# Tugas yang Dikerjakan
- A) Kutiplah bagian teks tentang scene musik rock Solo, mulai dari "Tapi benarkah demikian?" dan berlanjut hingga "rock kota Solo.".
- B) Jawablah pertanyaan berikut berdasarkan teks tentang scene musik rock Solo.
(i) Selain batik Solo dan keraton, apa dua hal lain yang disebut sebagai jawaban orang tentang kesan kota Solo?
(ii) Sejak tahun berapa kota-kota lain disebut sudah memulai pergerakan musik rocknya?
(iii) Dari mana catatan perjalanan scene musik rock kota Solo itu dihimpun?

# Kutipan Sumber
+ + + + + + +

Kesan apa yang biasanya mampir di benak jika kita mendengar nama Solo disebut? mungkin orang akan banyak yang menjawab timlo, nasi liwet, batik Solo, keraton dan identitas – identitas kota Solo lainnya. Hampir tak pernah muncul kata “rock” atau “metal” jika orang berpikir tentang Solo. Wajar, karena jika mengamati dinamika pergerakan scene musik rock di banyak kota di Indonesia dari tahun ke tahun, kiprah kota Solo memang terhitung sangat jarang terdengar. Jika kota – kota lain sudah memulai pergerakan musik rocknya sejak tahun 60-70an dan punya banyak jagoan dalam kancah musik rock di Indonesia, Solo sepertinya kalem – kalem saja.
Tapi benarkah demikian? Lalu kenapa Solo banyak dibicarakan oleh para penggemar musik rock di Indonesia dalam beberapa tahun terakhir ini? Siapa sajakah band – band yang berasal dari kota Solo? Apa itu Pasukan Babi Neraka? Berikut adalah catatan perjalanan scene musik rock di kota Solo dihimpun dari berbagai literatur dan obrolan dengan beberapa pelaku scene musik rock kota Solo.

+ + + + + + +

# Entri yang Ditampilkan
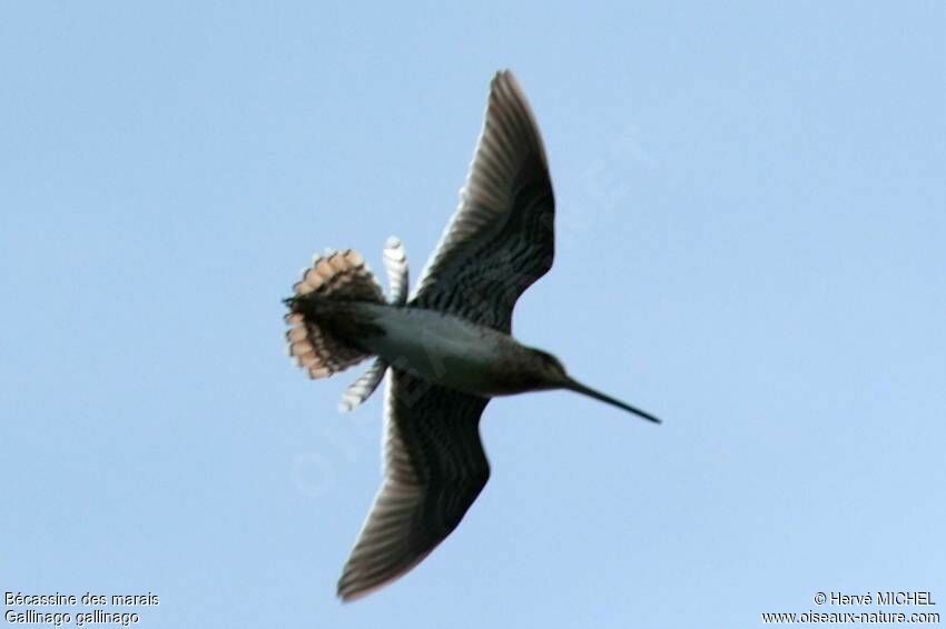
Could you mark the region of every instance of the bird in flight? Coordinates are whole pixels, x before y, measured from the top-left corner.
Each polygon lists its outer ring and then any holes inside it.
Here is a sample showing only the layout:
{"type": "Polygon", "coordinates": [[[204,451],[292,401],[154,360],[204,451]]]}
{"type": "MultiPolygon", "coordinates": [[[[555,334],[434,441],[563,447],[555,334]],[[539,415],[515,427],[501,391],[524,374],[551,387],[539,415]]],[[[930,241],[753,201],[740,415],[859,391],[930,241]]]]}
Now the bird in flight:
{"type": "Polygon", "coordinates": [[[329,250],[285,300],[289,356],[309,377],[375,357],[343,410],[390,372],[384,481],[338,581],[343,600],[403,576],[463,519],[490,477],[479,425],[493,397],[569,389],[660,422],[511,336],[516,299],[552,267],[554,210],[535,118],[512,72],[499,72],[460,207],[413,296],[404,247],[391,238],[387,298],[361,254],[329,250]]]}

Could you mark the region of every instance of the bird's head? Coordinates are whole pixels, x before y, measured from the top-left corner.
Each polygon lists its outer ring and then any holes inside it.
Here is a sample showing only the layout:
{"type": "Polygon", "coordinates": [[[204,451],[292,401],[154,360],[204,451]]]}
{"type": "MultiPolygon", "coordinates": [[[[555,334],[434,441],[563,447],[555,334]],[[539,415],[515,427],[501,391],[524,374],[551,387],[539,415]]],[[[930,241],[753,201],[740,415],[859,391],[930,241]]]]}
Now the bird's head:
{"type": "Polygon", "coordinates": [[[565,366],[562,365],[562,361],[548,351],[530,348],[529,362],[530,365],[526,372],[529,373],[528,378],[533,380],[531,383],[532,390],[568,389],[570,391],[575,391],[577,393],[594,398],[595,400],[601,400],[602,402],[634,413],[643,419],[653,421],[654,423],[660,423],[660,420],[649,412],[642,411],[637,407],[632,407],[627,402],[622,402],[619,399],[612,398],[611,396],[607,396],[601,391],[597,391],[591,387],[582,385],[569,376],[568,371],[565,371],[565,366]]]}

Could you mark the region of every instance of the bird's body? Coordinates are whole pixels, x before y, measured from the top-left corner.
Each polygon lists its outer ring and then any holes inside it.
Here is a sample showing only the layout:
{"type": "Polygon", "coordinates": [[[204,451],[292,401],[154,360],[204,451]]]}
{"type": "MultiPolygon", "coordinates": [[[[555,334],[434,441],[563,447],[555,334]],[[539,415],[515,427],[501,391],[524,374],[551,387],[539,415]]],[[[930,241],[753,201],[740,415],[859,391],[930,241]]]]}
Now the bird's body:
{"type": "Polygon", "coordinates": [[[286,300],[289,353],[313,378],[376,357],[343,409],[391,376],[385,480],[338,582],[343,599],[404,575],[460,523],[489,479],[479,422],[491,398],[569,389],[659,421],[581,385],[555,357],[512,337],[516,299],[552,266],[553,219],[538,126],[512,73],[500,72],[460,208],[414,296],[407,299],[403,246],[392,239],[387,299],[349,250],[316,258],[286,300]]]}

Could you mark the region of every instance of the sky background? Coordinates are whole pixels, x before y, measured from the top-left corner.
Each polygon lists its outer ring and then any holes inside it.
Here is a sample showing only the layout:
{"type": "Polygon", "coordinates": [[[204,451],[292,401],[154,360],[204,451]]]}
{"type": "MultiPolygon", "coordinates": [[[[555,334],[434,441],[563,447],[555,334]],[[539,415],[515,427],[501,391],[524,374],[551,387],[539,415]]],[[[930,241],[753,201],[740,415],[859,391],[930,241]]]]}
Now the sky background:
{"type": "Polygon", "coordinates": [[[0,589],[152,592],[168,628],[946,616],[944,32],[939,1],[6,3],[0,589]],[[558,201],[514,333],[664,423],[494,400],[463,523],[341,605],[382,396],[339,415],[361,369],[294,368],[280,299],[390,234],[416,278],[501,68],[558,201]]]}

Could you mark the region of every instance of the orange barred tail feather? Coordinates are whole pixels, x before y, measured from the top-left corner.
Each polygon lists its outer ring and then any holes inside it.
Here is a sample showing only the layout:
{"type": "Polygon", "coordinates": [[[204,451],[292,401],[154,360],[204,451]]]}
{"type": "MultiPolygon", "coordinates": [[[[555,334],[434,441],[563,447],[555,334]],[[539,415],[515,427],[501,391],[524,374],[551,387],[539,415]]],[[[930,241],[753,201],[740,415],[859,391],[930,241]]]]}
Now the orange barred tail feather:
{"type": "Polygon", "coordinates": [[[312,267],[303,270],[293,291],[295,294],[286,300],[292,308],[286,314],[288,352],[311,378],[327,378],[371,356],[325,329],[318,317],[307,316],[308,311],[317,310],[319,303],[384,302],[381,284],[358,252],[349,249],[316,257],[312,267]]]}

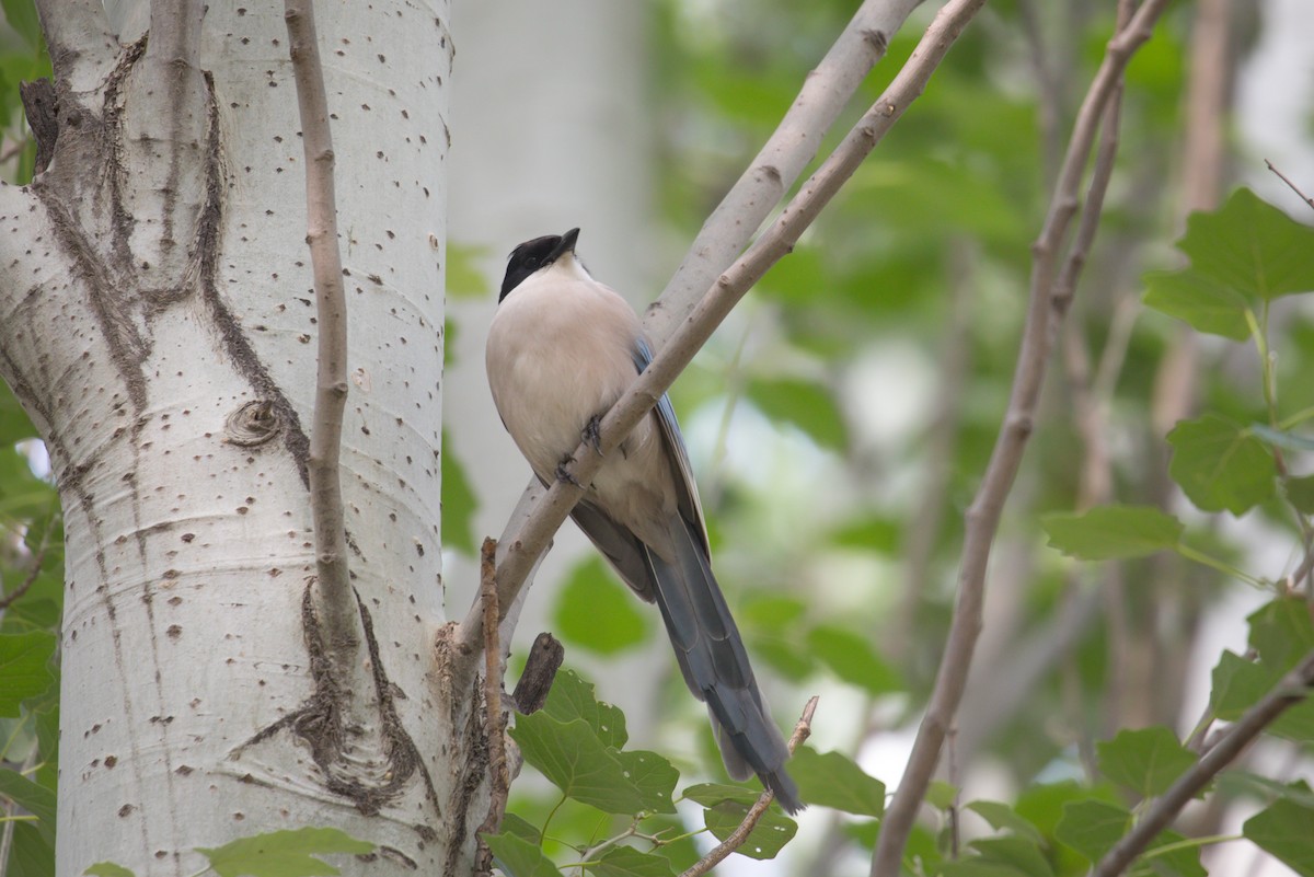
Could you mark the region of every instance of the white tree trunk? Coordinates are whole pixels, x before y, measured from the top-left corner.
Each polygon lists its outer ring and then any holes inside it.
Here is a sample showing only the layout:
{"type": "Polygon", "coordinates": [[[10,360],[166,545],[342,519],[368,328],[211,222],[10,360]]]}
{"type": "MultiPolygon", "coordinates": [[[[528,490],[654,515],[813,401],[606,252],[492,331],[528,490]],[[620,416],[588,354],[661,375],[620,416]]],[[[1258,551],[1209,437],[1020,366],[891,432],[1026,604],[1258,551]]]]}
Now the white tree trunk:
{"type": "Polygon", "coordinates": [[[344,873],[469,870],[484,733],[432,647],[448,7],[317,14],[369,691],[326,672],[306,599],[315,310],[283,9],[158,3],[120,45],[99,0],[42,5],[59,134],[0,188],[0,373],[64,505],[60,874],[189,874],[194,847],[301,826],[380,844],[344,873]]]}

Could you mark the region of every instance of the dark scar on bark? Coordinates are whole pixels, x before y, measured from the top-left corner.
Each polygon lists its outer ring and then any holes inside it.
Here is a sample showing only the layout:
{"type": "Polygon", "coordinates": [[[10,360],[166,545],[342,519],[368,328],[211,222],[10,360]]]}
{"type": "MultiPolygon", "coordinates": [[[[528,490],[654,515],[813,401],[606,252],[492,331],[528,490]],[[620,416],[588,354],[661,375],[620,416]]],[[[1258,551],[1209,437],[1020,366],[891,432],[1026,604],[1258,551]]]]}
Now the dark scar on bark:
{"type": "Polygon", "coordinates": [[[32,129],[32,139],[37,142],[37,160],[32,173],[37,176],[50,167],[55,155],[55,140],[59,139],[59,96],[55,84],[49,79],[32,83],[18,83],[18,96],[22,112],[32,129]]]}
{"type": "Polygon", "coordinates": [[[283,444],[297,465],[301,483],[309,488],[310,438],[301,428],[301,417],[297,416],[297,410],[283,394],[283,389],[269,375],[264,364],[260,362],[260,357],[256,356],[251,343],[242,332],[233,311],[219,295],[215,278],[218,277],[219,227],[223,215],[223,159],[219,150],[219,104],[214,96],[214,76],[210,71],[205,71],[205,85],[209,91],[210,138],[205,156],[205,206],[201,209],[201,222],[197,231],[198,252],[201,253],[201,301],[205,302],[210,319],[219,332],[223,349],[233,360],[238,373],[260,393],[261,398],[269,400],[283,423],[286,424],[283,431],[283,444]]]}
{"type": "MultiPolygon", "coordinates": [[[[378,702],[378,713],[382,719],[381,733],[384,735],[384,751],[388,758],[389,780],[380,784],[365,784],[360,780],[343,776],[339,769],[343,759],[343,744],[347,734],[342,716],[342,704],[347,698],[338,679],[334,677],[331,662],[322,645],[322,628],[315,617],[311,588],[307,586],[301,600],[301,622],[306,641],[306,650],[310,654],[310,677],[314,681],[314,692],[310,698],[298,709],[284,716],[277,722],[261,729],[248,740],[238,747],[244,750],[256,743],[263,743],[283,730],[290,730],[310,747],[311,760],[323,773],[325,788],[334,794],[350,800],[357,810],[365,815],[378,813],[384,806],[394,801],[405,789],[411,777],[417,776],[424,784],[424,797],[432,805],[435,814],[442,818],[443,809],[438,801],[438,790],[428,773],[415,742],[402,725],[397,714],[393,692],[394,687],[384,671],[382,660],[378,655],[378,641],[374,638],[374,625],[369,610],[360,596],[356,596],[356,607],[360,610],[361,628],[365,634],[365,646],[369,651],[371,668],[374,676],[374,696],[378,702]]],[[[417,834],[424,840],[434,840],[438,835],[427,824],[413,826],[417,834]]]]}

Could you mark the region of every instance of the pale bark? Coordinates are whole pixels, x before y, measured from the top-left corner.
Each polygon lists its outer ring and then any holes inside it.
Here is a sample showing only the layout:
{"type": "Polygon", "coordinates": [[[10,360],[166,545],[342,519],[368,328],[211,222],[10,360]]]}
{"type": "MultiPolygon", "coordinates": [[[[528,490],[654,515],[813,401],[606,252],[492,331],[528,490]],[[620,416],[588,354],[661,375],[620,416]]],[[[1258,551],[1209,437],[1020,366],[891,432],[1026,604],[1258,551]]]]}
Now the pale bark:
{"type": "Polygon", "coordinates": [[[352,723],[304,609],[317,327],[283,11],[155,3],[126,45],[133,9],[41,12],[59,139],[33,185],[0,188],[0,373],[66,516],[59,873],[196,873],[194,847],[307,824],[380,844],[344,873],[466,872],[481,718],[431,649],[447,5],[317,8],[373,704],[352,723]]]}

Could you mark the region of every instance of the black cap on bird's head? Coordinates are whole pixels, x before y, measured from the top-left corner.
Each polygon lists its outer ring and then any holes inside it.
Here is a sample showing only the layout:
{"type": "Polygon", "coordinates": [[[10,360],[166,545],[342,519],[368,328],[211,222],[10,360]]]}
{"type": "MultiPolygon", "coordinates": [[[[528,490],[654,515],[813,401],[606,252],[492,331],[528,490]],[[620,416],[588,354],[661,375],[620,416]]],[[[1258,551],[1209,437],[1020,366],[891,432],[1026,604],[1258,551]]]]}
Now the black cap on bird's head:
{"type": "Polygon", "coordinates": [[[524,278],[543,268],[547,268],[565,253],[574,253],[576,240],[579,239],[579,230],[572,228],[564,235],[544,235],[533,240],[526,240],[511,251],[506,260],[506,278],[502,280],[501,302],[512,289],[524,282],[524,278]]]}

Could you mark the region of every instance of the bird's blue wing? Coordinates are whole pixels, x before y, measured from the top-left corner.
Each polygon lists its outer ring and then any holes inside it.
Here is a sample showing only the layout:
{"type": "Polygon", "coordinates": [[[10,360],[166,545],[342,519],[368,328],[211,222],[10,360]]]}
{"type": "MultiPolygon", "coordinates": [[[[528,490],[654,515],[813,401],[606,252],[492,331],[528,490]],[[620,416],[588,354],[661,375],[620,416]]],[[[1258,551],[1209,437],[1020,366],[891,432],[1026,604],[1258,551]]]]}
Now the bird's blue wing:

+ + + + + + +

# Jawaban Tiap Tugas
- A)
Tapi benarkah demikian? Lalu kenapa Solo banyak dibicarakan oleh para penggemar musik rock di Indonesia dalam beberapa tahun terakhir ini? Siapa sajakah band – band yang berasal dari kota Solo? Apa itu Pasukan Babi Neraka? Berikut adalah catatan perjalanan scene musik rock di kota Solo dihimpun dari berbagai literatur dan obrolan dengan beberapa pelaku scene musik rock kota Solo.

- B)
(i) Timlo dan nasi liwet.
(ii) Sejak tahun 60-70an.
(iii) Dari berbagai literatur dan obrolan dengan beberapa pelaku scene musik rock kota Solo.